[Begin Extracted records]

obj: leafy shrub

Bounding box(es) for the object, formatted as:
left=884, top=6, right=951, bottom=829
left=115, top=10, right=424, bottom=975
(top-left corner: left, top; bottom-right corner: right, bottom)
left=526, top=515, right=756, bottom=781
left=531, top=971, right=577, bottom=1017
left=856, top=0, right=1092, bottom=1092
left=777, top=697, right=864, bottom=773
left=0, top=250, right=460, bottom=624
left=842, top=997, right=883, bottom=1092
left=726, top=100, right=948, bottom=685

[End Extracted records]

◆ To be done ◆
Please write out every line of the items above again, without changing anything.

◆ Answer to this problem ◆
obj: leafy shrub

Bounding box(es) for the object, formatted as:
left=884, top=6, right=951, bottom=829
left=115, top=10, right=424, bottom=975
(top-left corner: left, top; bottom-right corner: right, bottom)
left=526, top=515, right=756, bottom=781
left=531, top=971, right=577, bottom=1017
left=856, top=0, right=1092, bottom=1092
left=777, top=697, right=864, bottom=773
left=0, top=250, right=460, bottom=624
left=842, top=997, right=883, bottom=1092
left=726, top=100, right=948, bottom=685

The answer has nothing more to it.